* **TASK TO CARRY OUT**:
Which lines in the records below contain the word "head"? Show each of those lines in full.

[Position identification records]
— Begin —
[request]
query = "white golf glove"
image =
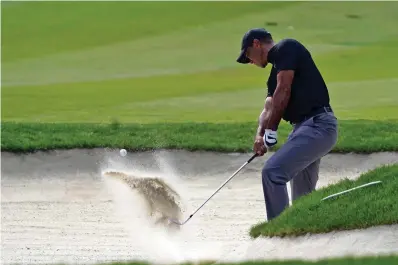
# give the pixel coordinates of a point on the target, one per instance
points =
(270, 138)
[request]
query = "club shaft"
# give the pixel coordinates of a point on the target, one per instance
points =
(222, 185)
(358, 187)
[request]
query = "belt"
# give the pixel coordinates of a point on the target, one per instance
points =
(312, 113)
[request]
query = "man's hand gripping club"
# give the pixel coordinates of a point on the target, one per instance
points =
(265, 138)
(271, 116)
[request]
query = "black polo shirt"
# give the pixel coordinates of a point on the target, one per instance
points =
(308, 90)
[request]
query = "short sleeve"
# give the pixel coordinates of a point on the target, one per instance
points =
(288, 56)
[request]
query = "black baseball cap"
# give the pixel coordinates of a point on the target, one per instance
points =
(247, 41)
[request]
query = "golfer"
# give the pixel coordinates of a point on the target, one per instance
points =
(298, 94)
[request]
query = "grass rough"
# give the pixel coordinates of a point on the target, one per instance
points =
(362, 208)
(354, 136)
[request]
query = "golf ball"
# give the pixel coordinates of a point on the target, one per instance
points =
(123, 152)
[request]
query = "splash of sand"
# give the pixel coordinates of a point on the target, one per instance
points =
(135, 200)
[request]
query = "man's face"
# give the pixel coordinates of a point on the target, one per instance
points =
(258, 53)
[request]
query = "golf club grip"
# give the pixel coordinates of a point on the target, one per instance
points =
(251, 159)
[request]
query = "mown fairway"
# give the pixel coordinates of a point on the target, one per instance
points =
(137, 62)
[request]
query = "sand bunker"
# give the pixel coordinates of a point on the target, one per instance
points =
(58, 207)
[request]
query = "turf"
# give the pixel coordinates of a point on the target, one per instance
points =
(136, 63)
(362, 208)
(355, 136)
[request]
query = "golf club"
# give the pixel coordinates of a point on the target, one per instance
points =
(222, 185)
(358, 187)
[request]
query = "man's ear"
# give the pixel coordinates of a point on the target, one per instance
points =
(256, 43)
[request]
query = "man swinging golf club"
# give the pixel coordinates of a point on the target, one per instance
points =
(298, 94)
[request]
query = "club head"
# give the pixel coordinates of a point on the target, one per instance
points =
(178, 222)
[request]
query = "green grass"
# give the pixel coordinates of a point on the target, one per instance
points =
(136, 63)
(375, 260)
(362, 208)
(355, 136)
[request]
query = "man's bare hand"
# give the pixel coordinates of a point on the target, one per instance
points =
(259, 147)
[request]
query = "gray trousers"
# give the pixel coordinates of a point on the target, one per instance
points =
(297, 161)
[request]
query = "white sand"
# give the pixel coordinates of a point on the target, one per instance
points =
(57, 207)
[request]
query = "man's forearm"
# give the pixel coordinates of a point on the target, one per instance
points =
(263, 119)
(280, 100)
(262, 122)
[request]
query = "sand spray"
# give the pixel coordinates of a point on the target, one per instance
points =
(156, 242)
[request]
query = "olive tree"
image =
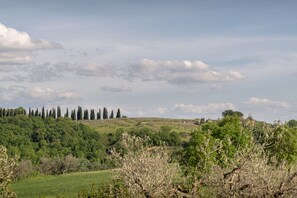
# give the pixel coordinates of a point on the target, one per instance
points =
(6, 173)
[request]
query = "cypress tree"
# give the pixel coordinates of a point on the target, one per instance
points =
(43, 113)
(99, 115)
(36, 112)
(118, 113)
(92, 114)
(79, 113)
(54, 115)
(59, 114)
(86, 114)
(105, 113)
(111, 115)
(66, 114)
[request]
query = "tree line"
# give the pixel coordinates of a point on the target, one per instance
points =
(74, 114)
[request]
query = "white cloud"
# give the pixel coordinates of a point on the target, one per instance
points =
(264, 102)
(12, 39)
(115, 89)
(16, 46)
(35, 93)
(212, 108)
(179, 72)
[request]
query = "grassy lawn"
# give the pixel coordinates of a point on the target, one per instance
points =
(155, 124)
(64, 185)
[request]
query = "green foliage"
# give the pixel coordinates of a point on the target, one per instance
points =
(232, 113)
(292, 123)
(6, 167)
(216, 143)
(34, 138)
(67, 185)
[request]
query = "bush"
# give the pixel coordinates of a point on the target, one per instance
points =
(58, 165)
(6, 174)
(23, 170)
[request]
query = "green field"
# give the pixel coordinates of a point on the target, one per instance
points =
(66, 185)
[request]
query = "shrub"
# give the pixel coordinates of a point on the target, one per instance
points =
(6, 173)
(23, 170)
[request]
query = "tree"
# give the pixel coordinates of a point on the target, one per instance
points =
(59, 114)
(144, 171)
(92, 114)
(73, 115)
(118, 114)
(105, 113)
(86, 114)
(43, 113)
(6, 173)
(99, 114)
(67, 113)
(79, 113)
(54, 115)
(36, 112)
(111, 115)
(232, 113)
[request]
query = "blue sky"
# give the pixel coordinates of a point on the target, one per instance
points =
(185, 59)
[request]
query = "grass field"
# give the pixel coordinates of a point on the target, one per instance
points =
(66, 185)
(155, 124)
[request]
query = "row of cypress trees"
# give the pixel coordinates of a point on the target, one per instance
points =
(75, 114)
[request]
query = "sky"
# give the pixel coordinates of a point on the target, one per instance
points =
(157, 58)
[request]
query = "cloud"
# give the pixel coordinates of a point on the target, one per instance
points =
(35, 93)
(93, 69)
(212, 108)
(264, 102)
(115, 89)
(179, 72)
(16, 46)
(12, 39)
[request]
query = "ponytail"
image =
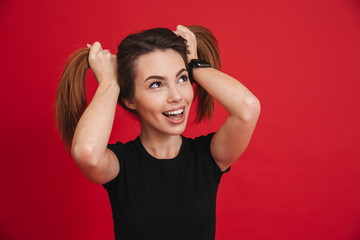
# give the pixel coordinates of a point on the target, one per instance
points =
(70, 100)
(208, 50)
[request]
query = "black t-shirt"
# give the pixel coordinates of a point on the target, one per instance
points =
(165, 198)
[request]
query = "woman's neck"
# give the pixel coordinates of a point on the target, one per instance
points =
(161, 146)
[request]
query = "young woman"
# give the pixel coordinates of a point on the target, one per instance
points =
(161, 185)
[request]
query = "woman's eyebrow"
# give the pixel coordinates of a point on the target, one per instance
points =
(161, 77)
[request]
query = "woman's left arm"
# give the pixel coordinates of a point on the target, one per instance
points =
(233, 137)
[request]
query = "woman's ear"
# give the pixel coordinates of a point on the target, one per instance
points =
(129, 103)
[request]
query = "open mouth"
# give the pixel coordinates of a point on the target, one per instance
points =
(174, 114)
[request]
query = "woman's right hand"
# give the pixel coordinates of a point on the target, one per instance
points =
(103, 64)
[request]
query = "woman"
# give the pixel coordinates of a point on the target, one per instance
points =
(161, 185)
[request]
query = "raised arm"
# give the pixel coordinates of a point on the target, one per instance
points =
(233, 137)
(89, 146)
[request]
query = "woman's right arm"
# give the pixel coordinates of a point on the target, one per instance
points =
(89, 146)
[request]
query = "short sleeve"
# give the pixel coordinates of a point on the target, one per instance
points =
(117, 148)
(205, 144)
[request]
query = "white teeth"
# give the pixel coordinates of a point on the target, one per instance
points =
(175, 112)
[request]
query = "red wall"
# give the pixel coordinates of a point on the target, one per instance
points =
(299, 177)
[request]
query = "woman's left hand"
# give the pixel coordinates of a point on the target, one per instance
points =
(190, 38)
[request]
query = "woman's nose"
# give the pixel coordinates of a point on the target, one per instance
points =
(174, 95)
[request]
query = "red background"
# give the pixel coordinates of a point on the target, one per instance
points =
(299, 177)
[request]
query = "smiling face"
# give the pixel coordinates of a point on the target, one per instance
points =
(163, 93)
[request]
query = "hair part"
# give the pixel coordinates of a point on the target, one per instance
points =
(71, 101)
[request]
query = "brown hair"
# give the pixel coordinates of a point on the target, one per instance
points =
(71, 93)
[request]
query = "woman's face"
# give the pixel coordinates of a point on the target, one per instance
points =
(163, 92)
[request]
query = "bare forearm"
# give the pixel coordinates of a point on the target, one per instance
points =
(93, 130)
(230, 93)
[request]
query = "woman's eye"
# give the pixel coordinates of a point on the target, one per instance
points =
(155, 85)
(183, 78)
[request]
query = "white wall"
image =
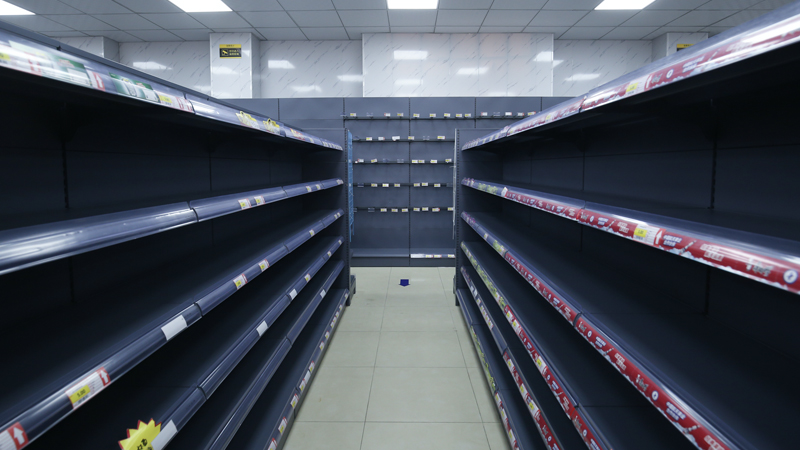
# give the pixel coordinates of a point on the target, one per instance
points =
(311, 69)
(583, 65)
(458, 65)
(184, 63)
(515, 64)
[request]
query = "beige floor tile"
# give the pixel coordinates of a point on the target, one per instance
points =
(339, 394)
(324, 436)
(496, 434)
(424, 436)
(352, 349)
(419, 349)
(417, 318)
(483, 395)
(468, 350)
(361, 319)
(422, 395)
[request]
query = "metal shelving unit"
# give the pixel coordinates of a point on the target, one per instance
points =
(170, 247)
(581, 228)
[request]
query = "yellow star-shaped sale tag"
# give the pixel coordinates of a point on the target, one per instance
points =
(141, 438)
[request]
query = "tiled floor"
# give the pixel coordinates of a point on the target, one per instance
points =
(401, 373)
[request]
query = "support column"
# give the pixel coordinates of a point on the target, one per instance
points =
(235, 65)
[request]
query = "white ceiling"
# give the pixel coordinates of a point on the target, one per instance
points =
(160, 20)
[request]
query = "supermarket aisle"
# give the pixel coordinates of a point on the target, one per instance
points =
(401, 373)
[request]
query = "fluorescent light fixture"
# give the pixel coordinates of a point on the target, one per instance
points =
(279, 64)
(410, 54)
(412, 4)
(201, 5)
(583, 77)
(472, 71)
(313, 88)
(351, 78)
(624, 4)
(7, 9)
(150, 65)
(408, 82)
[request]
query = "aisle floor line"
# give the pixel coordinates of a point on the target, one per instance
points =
(427, 395)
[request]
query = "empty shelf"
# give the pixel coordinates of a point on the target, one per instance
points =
(38, 244)
(699, 235)
(577, 375)
(684, 364)
(109, 334)
(175, 382)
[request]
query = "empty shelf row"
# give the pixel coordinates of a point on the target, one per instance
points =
(685, 367)
(51, 62)
(403, 161)
(37, 244)
(766, 259)
(770, 32)
(117, 328)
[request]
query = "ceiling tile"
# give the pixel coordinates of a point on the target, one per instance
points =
(509, 18)
(81, 22)
(518, 4)
(586, 32)
(557, 18)
(713, 31)
(368, 18)
(193, 35)
(316, 18)
(355, 32)
(629, 32)
(729, 4)
(460, 18)
(605, 18)
(772, 4)
(119, 36)
(671, 29)
(128, 21)
(653, 18)
(97, 6)
(155, 35)
(580, 5)
(410, 18)
(464, 4)
(269, 19)
(428, 29)
(501, 29)
(174, 21)
(36, 23)
(283, 34)
(675, 4)
(322, 34)
(739, 18)
(307, 5)
(254, 5)
(359, 4)
(473, 29)
(140, 6)
(60, 34)
(44, 7)
(220, 20)
(700, 18)
(556, 31)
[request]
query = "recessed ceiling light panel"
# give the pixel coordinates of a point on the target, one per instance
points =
(623, 4)
(7, 9)
(412, 4)
(201, 5)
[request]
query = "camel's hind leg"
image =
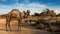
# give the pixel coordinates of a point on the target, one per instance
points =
(19, 24)
(8, 24)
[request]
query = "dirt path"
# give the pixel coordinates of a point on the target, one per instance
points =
(24, 30)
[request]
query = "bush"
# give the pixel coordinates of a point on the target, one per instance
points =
(53, 28)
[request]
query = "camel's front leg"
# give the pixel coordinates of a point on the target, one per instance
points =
(19, 24)
(6, 26)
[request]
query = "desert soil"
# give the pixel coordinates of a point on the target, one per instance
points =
(24, 30)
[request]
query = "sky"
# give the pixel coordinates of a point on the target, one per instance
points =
(32, 5)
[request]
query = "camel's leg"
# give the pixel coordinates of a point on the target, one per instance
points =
(19, 24)
(9, 25)
(6, 25)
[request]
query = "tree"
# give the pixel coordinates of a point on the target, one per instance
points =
(53, 14)
(36, 14)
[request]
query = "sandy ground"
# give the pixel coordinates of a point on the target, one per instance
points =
(24, 30)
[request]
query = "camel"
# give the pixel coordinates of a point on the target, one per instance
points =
(13, 14)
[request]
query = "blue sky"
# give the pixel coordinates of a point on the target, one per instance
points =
(32, 5)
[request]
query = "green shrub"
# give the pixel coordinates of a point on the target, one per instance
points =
(41, 26)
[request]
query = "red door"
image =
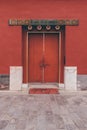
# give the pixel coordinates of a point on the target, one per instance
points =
(51, 58)
(35, 55)
(43, 57)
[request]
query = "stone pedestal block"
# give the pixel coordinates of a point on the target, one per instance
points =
(15, 77)
(70, 78)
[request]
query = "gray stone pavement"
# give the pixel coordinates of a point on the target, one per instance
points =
(65, 111)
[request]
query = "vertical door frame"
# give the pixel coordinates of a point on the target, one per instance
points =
(59, 58)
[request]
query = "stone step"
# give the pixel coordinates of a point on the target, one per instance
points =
(43, 89)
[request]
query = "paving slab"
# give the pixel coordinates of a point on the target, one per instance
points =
(65, 111)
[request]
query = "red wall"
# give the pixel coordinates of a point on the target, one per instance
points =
(11, 40)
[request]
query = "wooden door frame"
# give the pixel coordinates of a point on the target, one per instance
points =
(59, 58)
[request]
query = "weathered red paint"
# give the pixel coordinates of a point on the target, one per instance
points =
(43, 91)
(11, 37)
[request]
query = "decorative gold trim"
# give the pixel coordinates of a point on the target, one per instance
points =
(20, 22)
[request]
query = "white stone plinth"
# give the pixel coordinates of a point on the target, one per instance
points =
(15, 77)
(70, 78)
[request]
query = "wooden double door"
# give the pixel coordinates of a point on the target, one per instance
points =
(43, 57)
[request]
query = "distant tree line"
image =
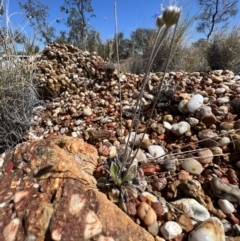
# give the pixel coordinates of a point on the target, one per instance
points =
(76, 15)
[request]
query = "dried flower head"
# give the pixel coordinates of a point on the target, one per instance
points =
(159, 21)
(171, 15)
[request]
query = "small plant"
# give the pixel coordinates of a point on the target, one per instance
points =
(18, 92)
(129, 179)
(123, 172)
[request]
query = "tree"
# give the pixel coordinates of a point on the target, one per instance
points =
(77, 20)
(93, 41)
(215, 12)
(62, 38)
(37, 14)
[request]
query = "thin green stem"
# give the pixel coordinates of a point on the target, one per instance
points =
(159, 86)
(139, 100)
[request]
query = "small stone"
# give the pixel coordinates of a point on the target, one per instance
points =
(208, 120)
(153, 229)
(195, 102)
(224, 141)
(133, 140)
(93, 225)
(182, 106)
(222, 100)
(183, 176)
(170, 165)
(87, 111)
(158, 127)
(156, 151)
(150, 196)
(210, 230)
(171, 230)
(192, 121)
(194, 209)
(220, 91)
(157, 238)
(185, 222)
(141, 156)
(217, 79)
(226, 206)
(180, 128)
(167, 125)
(207, 133)
(168, 118)
(191, 165)
(158, 208)
(205, 156)
(10, 231)
(225, 190)
(226, 126)
(146, 213)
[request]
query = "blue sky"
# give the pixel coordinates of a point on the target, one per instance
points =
(131, 14)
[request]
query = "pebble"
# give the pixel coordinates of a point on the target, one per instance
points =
(207, 133)
(87, 111)
(222, 100)
(167, 125)
(158, 127)
(208, 119)
(225, 190)
(156, 151)
(195, 102)
(205, 110)
(226, 206)
(182, 106)
(192, 121)
(181, 128)
(10, 231)
(150, 196)
(205, 156)
(194, 209)
(220, 91)
(141, 156)
(210, 230)
(146, 213)
(191, 165)
(171, 230)
(133, 141)
(224, 141)
(153, 229)
(226, 126)
(170, 165)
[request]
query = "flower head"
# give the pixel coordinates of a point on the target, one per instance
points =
(159, 21)
(171, 15)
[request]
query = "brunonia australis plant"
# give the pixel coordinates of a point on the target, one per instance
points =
(123, 173)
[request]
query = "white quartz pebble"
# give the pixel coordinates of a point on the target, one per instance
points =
(171, 230)
(226, 206)
(134, 139)
(191, 165)
(87, 111)
(181, 128)
(193, 208)
(195, 102)
(210, 230)
(156, 151)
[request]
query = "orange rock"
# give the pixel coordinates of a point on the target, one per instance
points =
(183, 176)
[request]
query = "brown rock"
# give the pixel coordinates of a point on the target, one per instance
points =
(55, 196)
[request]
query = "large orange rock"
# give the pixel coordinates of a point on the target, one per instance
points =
(48, 192)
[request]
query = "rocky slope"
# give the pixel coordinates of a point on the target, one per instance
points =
(189, 156)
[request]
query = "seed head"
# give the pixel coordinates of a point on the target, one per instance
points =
(159, 21)
(171, 15)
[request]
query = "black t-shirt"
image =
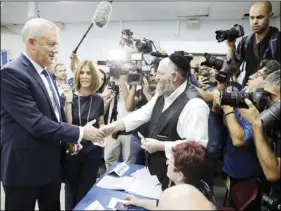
— End —
* **RESPONSE TO THIS TASK**:
query = "club head"
query = "dried flower head"
query = "flower head"
query = "seed head"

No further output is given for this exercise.